**Study questions**
[A] Copy the passage of the AML trial article from "With support and" to "within the cancer." word for word.
[B] In the AML trial article, how many patients does LLS expect will be treated in the Beat AML Master Trial?

**Selected text**
Boehringer joins trial program to advance treatments for AML
Boehringer Ingelheim is among four pharmaceutical companies to join The Leukemia & Lymphoma Society (LLS) in a trial program to advance treatments for patients with acute myeloid leukemia (AML).
The Beat AML Master Trial will evaluate investigational medicines from several biopharmaceutical companies and will enroll newly-diagnosed patients who will be assigned to a treatment arm based on genomic analysis.
Ridgefield-based Boehringer will provide its investigational anti-CD33 monoclonal antibody, BI 836858, as a treatment for one arm of the trial, which is being touted as the first of its kind. Other pharma participants are Alexion, Celgene, and Gilead Sciences.
The trial will launch initially at The Ohio State University, Memorial-Sloan Kettering Cancer Center, Oregon Health and Science University, Dana-Farber Cancer Institute and Massachusetts General. The first patients are expected to be enrolled by December 2016, and six additional clinical sites are prepared to begin enrolling patients in April 2017, with the goal of eventually expanding to between 15 and 20 sites. LLS anticipates that 500 patients will be treated in the Beat AML Master Trial.
With support and guidance from the U.S. Food and Drug Administration, the trial will use the latest genomic technology to find and match specific AML mutations, in newly-diagnosed patients over the age of 60, with an investigational drug or drugs best suited to attack the specific genetic mutations which are found within the cancer.
AML is an aggressive blood cancer mainly affecting people over age 60 and accounts for approximately one third of all adult leukemias in the Western world. Responsible for more than 10,000 deaths annually in the U.S., it is the most lethal of the blood cancers, which together are the third leading cause of cancer deaths in the U.S.

**Data**
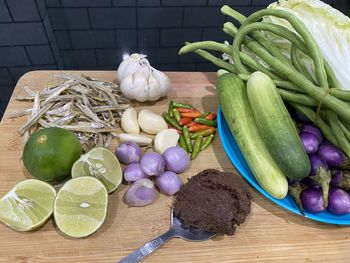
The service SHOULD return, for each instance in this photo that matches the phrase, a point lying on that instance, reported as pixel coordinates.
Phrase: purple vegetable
(295, 189)
(301, 117)
(316, 162)
(309, 141)
(152, 164)
(141, 193)
(341, 179)
(176, 159)
(339, 201)
(128, 152)
(310, 128)
(320, 174)
(332, 155)
(169, 183)
(133, 172)
(312, 200)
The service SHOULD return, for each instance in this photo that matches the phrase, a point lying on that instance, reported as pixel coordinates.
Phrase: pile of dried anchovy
(88, 107)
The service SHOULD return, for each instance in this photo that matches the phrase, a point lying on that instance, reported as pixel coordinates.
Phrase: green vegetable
(171, 121)
(330, 29)
(207, 142)
(232, 91)
(276, 127)
(187, 137)
(205, 121)
(203, 133)
(182, 143)
(182, 105)
(177, 115)
(170, 109)
(196, 147)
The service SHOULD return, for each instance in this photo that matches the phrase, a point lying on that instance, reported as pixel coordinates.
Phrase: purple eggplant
(334, 157)
(309, 141)
(312, 200)
(341, 179)
(320, 174)
(310, 128)
(339, 201)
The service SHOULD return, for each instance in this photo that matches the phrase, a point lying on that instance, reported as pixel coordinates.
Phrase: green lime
(28, 205)
(102, 164)
(81, 206)
(50, 153)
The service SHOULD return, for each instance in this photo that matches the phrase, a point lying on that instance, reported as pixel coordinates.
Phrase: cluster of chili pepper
(197, 130)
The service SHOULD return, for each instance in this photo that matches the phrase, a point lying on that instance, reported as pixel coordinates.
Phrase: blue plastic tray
(237, 159)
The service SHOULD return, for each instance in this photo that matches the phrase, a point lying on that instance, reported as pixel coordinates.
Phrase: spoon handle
(148, 248)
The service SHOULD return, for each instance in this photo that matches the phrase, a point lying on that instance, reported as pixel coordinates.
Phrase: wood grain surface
(270, 234)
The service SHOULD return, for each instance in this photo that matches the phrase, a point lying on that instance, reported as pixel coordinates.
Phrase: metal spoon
(177, 229)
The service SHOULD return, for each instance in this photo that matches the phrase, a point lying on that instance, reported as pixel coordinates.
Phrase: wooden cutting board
(270, 234)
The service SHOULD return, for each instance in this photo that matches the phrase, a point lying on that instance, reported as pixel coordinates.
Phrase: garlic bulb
(140, 81)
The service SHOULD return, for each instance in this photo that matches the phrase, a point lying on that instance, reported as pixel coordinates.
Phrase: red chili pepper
(184, 121)
(186, 110)
(191, 123)
(199, 127)
(172, 127)
(211, 116)
(193, 114)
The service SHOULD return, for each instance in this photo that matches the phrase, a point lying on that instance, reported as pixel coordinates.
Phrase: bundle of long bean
(317, 98)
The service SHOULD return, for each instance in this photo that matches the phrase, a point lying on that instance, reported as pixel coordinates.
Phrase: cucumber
(233, 99)
(276, 127)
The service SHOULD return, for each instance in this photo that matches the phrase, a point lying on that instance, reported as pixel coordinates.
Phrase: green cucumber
(233, 99)
(276, 127)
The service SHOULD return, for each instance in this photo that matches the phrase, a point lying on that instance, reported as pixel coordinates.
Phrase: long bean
(302, 30)
(211, 45)
(296, 62)
(302, 99)
(216, 61)
(338, 133)
(290, 73)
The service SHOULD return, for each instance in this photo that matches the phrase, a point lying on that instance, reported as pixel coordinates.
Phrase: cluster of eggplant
(328, 185)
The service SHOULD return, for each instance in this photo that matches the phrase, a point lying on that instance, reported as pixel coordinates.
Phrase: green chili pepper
(207, 142)
(177, 115)
(196, 147)
(204, 114)
(203, 133)
(187, 137)
(170, 109)
(205, 121)
(182, 143)
(182, 105)
(171, 121)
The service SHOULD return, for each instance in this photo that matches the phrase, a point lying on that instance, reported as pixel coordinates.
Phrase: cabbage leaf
(330, 29)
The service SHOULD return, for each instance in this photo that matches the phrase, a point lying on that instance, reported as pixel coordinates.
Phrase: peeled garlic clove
(165, 139)
(129, 121)
(163, 80)
(151, 122)
(139, 139)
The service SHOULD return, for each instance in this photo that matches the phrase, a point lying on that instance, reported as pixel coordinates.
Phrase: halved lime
(101, 163)
(80, 207)
(28, 205)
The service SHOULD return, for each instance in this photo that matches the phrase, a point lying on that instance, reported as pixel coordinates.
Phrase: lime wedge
(101, 163)
(80, 207)
(28, 205)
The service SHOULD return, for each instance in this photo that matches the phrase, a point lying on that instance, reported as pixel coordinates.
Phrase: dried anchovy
(88, 107)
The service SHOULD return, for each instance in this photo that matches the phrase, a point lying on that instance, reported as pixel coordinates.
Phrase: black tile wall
(4, 12)
(94, 34)
(24, 10)
(69, 18)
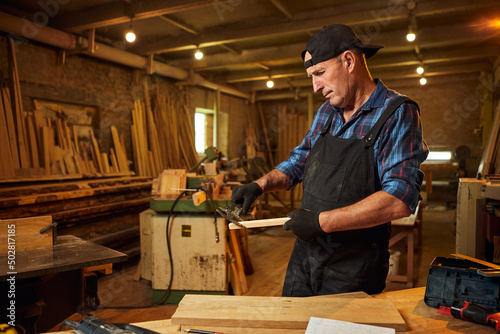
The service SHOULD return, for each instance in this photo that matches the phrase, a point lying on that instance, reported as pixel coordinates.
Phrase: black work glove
(245, 195)
(304, 224)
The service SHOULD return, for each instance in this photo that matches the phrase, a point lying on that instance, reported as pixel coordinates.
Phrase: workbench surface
(419, 318)
(69, 253)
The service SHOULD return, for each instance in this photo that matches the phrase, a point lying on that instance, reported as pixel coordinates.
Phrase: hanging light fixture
(198, 54)
(410, 37)
(130, 34)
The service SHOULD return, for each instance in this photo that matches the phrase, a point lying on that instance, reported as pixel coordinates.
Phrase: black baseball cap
(331, 41)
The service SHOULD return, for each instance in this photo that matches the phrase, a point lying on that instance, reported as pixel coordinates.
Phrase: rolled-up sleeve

**Response list**
[A]
With support and guidance from the U.S. Food and Drug Administration, the trial will use the latest genomic technology to find and match specific AML mutations, in newly-diagnosed patients over the age of 60, with an investigational drug or drugs best suited to attack the specific genetic mutations which are found within the cancer.

[B] 500 patients.